DO WYKONANIA:
Ułóż wszystkie wiersze poniższego materiału w tabelę Markdown z kolumnami „Nr” (numer wiersza) i „Treść” (wiersz), bez pustych wierszy. Obrazy pomiń w odpowiedzi.

Fragmenty zbioru danych do wskazywania punktów:
<<<<
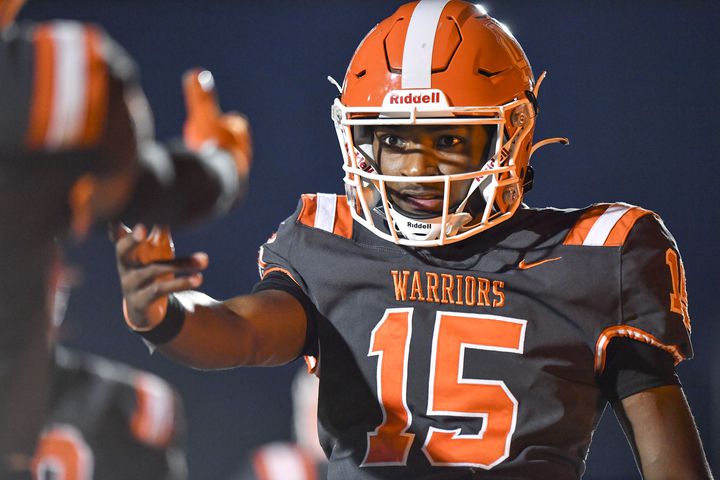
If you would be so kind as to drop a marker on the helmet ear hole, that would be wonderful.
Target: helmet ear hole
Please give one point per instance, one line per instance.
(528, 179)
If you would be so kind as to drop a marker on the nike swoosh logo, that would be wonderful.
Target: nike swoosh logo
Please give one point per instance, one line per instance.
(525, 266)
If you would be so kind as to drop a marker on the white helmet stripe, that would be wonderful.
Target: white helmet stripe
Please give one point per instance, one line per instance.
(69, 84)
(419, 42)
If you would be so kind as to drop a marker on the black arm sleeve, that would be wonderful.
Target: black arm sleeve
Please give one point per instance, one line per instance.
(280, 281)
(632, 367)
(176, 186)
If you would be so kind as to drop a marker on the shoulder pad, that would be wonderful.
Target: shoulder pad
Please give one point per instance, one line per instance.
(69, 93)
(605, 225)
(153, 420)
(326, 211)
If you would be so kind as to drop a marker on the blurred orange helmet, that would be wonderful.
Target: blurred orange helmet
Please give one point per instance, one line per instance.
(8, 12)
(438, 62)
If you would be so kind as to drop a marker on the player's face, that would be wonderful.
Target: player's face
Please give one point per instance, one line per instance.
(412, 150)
>>>>
WYNIK PONIŻEJ:
| Nr | Treść |
|---|---|
| 1 | If you would be so kind as to drop a marker on the helmet ear hole, that would be wonderful. |
| 2 | Target: helmet ear hole |
| 3 | Please give one point per instance, one line per instance. |
| 4 | (528, 179) |
| 5 | If you would be so kind as to drop a marker on the nike swoosh logo, that would be wonderful. |
| 6 | Target: nike swoosh logo |
| 7 | Please give one point per instance, one line per instance. |
| 8 | (525, 266) |
| 9 | If you would be so kind as to drop a marker on the white helmet stripe, that would be wonderful. |
| 10 | Target: white helmet stripe |
| 11 | Please give one point per instance, one line per instance. |
| 12 | (69, 84) |
| 13 | (419, 42) |
| 14 | If you would be so kind as to drop a marker on the black arm sleeve, that would be wonderful. |
| 15 | Target: black arm sleeve |
| 16 | Please give one point per instance, one line per instance. |
| 17 | (280, 281) |
| 18 | (632, 367) |
| 19 | (176, 186) |
| 20 | If you would be so kind as to drop a marker on the shoulder pad, that would be wonderful. |
| 21 | Target: shoulder pad |
| 22 | Please give one point per instance, one line per instance. |
| 23 | (69, 93) |
| 24 | (605, 225) |
| 25 | (153, 420) |
| 26 | (326, 211) |
| 27 | If you would be so kind as to drop a marker on the blurred orange helmet, that would be wonderful. |
| 28 | Target: blurred orange helmet |
| 29 | Please give one point per instance, one line per instance. |
| 30 | (8, 12) |
| 31 | (438, 62) |
| 32 | If you would be so kind as to drop a marker on the player's face, that would be wonderful. |
| 33 | Target: player's face |
| 34 | Please give one point per instance, one line per instance. |
| 35 | (412, 150) |